» MATERIAL PROVIDED
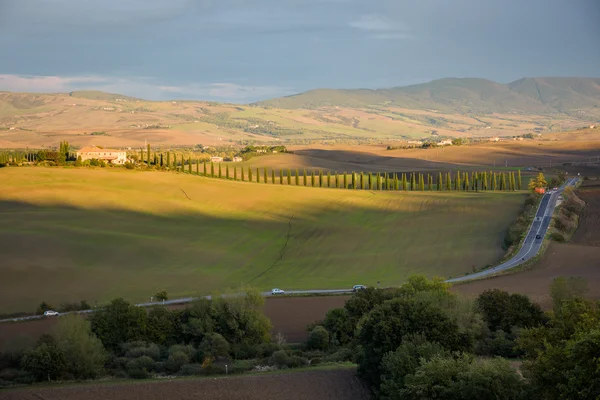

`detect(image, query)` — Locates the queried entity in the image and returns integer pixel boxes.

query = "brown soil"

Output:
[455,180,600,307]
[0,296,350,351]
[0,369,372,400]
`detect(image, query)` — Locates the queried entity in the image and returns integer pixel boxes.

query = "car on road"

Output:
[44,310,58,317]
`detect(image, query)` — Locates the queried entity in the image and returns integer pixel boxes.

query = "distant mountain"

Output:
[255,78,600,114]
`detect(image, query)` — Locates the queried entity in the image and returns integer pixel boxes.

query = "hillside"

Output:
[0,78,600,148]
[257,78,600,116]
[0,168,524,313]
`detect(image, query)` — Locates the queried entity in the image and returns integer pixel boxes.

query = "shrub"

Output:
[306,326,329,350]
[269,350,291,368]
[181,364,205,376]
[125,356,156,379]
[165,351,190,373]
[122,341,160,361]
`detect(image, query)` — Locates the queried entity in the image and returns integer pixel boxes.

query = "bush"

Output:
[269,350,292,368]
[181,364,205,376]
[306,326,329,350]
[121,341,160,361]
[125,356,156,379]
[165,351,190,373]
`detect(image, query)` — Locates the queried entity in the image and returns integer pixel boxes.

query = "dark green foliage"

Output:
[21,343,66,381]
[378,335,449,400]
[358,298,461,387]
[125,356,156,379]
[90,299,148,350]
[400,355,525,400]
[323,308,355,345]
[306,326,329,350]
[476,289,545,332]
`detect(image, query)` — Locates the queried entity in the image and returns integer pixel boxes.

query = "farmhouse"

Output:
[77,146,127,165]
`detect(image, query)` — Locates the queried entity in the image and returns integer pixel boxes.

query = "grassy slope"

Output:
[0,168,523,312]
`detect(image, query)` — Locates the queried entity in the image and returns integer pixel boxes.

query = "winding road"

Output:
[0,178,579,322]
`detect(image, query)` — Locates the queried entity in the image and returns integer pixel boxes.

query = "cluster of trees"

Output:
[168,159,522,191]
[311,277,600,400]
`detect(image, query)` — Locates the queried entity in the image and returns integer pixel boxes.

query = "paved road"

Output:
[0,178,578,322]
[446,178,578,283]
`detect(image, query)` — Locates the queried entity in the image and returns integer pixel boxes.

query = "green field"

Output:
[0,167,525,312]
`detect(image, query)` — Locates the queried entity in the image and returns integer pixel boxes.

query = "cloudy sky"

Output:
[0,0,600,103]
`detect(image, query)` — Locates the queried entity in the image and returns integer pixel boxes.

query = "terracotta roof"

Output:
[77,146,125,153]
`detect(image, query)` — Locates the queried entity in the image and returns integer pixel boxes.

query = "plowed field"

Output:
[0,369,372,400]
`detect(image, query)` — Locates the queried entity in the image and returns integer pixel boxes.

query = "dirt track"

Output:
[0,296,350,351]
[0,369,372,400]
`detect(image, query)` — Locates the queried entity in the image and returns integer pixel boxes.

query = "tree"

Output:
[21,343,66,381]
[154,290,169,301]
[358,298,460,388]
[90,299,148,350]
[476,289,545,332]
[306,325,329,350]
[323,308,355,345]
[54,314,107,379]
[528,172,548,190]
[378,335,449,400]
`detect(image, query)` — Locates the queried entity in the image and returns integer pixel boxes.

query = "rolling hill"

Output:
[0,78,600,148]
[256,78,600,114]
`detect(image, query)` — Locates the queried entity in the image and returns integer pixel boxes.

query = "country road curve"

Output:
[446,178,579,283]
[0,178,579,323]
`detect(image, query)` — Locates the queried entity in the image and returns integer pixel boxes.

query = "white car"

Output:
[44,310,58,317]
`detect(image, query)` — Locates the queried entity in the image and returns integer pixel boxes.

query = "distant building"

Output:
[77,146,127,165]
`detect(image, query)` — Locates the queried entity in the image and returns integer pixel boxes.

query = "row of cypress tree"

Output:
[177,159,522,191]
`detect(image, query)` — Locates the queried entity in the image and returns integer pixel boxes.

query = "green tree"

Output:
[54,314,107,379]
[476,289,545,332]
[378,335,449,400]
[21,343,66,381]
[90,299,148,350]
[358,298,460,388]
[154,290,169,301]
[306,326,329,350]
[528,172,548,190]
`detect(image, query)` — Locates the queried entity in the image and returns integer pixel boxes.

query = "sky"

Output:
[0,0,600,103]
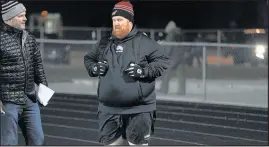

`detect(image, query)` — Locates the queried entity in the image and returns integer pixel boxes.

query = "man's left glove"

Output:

» EXERCISE DIRECTIONS
Write the entries above out again exactly, but not the pictures.

» CORRECT RESPONSE
`detect(image, query)` — Locates the queried entity in the image and returns integer pixel boxes.

query = "brown soil"

Output:
[455,180,600,307]
[0,296,350,351]
[0,369,372,400]
`detect(image, query)` — Locates the queried entity in the image and returns integer pixel boxes.

query = "car on road"

Output:
[44,310,58,317]
`detect(image, query)` — Locates the queried entity in the image and returns integer pixel boxes.

query = "distant mountain"

Output:
[255,78,600,114]
`detect(image, query)` — Locates the queried entity in the image and returns integer pixel boxes.

query = "hillside"

Output:
[0,78,600,148]
[257,78,600,116]
[0,168,524,313]
`detect(image, query)` — Locates the queried entity in the image and returns integer pixel boxes.

query = "shrub"

Output:
[306,326,329,350]
[269,350,291,368]
[181,364,205,376]
[125,356,156,379]
[165,351,190,373]
[122,341,160,361]
`detect(image, query)` — Locates the queried entity in the image and returns integer pixel boxes.

query = "bush"

Output:
[269,350,292,368]
[181,364,205,376]
[306,326,329,350]
[121,341,160,361]
[125,356,156,379]
[165,351,190,373]
`detect(image, query)` — Locates the queried entity in the image and returns integer pixel boxes.

query = "dark green foliage"

Output:
[21,343,66,381]
[378,335,449,400]
[358,298,461,387]
[125,356,156,379]
[90,299,148,350]
[400,355,525,400]
[323,308,355,345]
[306,326,329,350]
[476,289,545,332]
`detect(image, query)` — Locates the queried entity in the image and returns integer pixel boxes.

query = "farmhouse"

Output:
[77,146,127,165]
`detect(image, query)` — Locates the queried entity in the image and returns integer pixel boxes.

query = "grassy slope"

Output:
[0,168,523,312]
`detect(image, query)` — Locates the queried entity in the image and returns integer pixel boxes.

query = "winding road"

Output:
[0,178,579,322]
`detect(image, query)` — Locates the queried entity in the image and returns integer pixel boxes.

query = "cluster of trees"

Output:
[168,159,522,191]
[311,277,600,400]
`detect(image, query)` — Locates the queried entity in the image and returns integer pixel boxes.

query = "paved road"

Output:
[0,178,578,322]
[446,178,578,283]
`detect(image, query)` — Locates the queried entity in the image and returns integer pixel boxes.

query = "green field"

Output:
[0,167,525,312]
`detect(image, query)` — Locates the queried entity in the image and returns integer pixel boxes.

query = "cloudy sky"

Output:
[0,0,600,103]
`detect(image, query)` — Locates the queried entity in the image and returns integer pixel boxes.

query = "terracotta roof"

Output:
[77,146,125,153]
`detect(image, query)` — Locates the queried entity in the image and returns integer pixel boxes.

query = "plowed field"

Output:
[0,369,372,400]
`detect(image, query)` — Locates the queried entity in the image and returns integer pixel boxes.

query = "dirt track"

Output:
[0,296,350,351]
[0,369,372,400]
`detect(image, query)` — Locates the queried entity in the image and returns integer pixel boxes.

query = "tree"

Output:
[21,343,66,381]
[154,290,169,301]
[358,298,460,388]
[90,299,148,350]
[476,289,545,332]
[306,325,329,350]
[323,308,355,345]
[54,314,107,379]
[528,172,548,190]
[378,335,449,400]
`detect(image, query)` — Locates the queried entity in the image and returns integer pixel boxes.

query = "rolling hill"

Output:
[0,78,600,148]
[256,78,600,114]
`detect(image, query)` — Locates the queried entity in the image and returns integer pixel boxes.

query = "country road curve"

Output:
[446,178,579,283]
[0,178,579,323]
`detect(image, query)` — Locates the queried entity in the image and returns integer pixel boxes.

query = "white car"

Output:
[44,310,58,317]
`detect(image, query)` — Locates the queried entity in the image and returns integer pixel boxes.

query = "distant building"

Output:
[77,146,127,165]
`detect(image, query)` — Locates the queried entity in the image and returns integer pixel boxes.

query = "row of cypress tree"

Output:
[177,159,522,191]
`detect(image, query)` — Locates the queried entity in the image and returns integer pixel boxes.

query = "green tree"

Output:
[54,314,107,379]
[476,289,545,332]
[378,335,449,400]
[21,343,66,381]
[90,299,148,350]
[358,298,460,388]
[154,290,169,301]
[306,326,329,350]
[528,172,548,190]
`detect(image, query)` — Locates the queried entity in the image and returns integer pixel boxes.

query = "sky"

Output:
[0,0,600,103]

`detect(image, query)` — Locates the queried entity in the image and returns integer pixel boxes.

query = "man's left glove"

Output:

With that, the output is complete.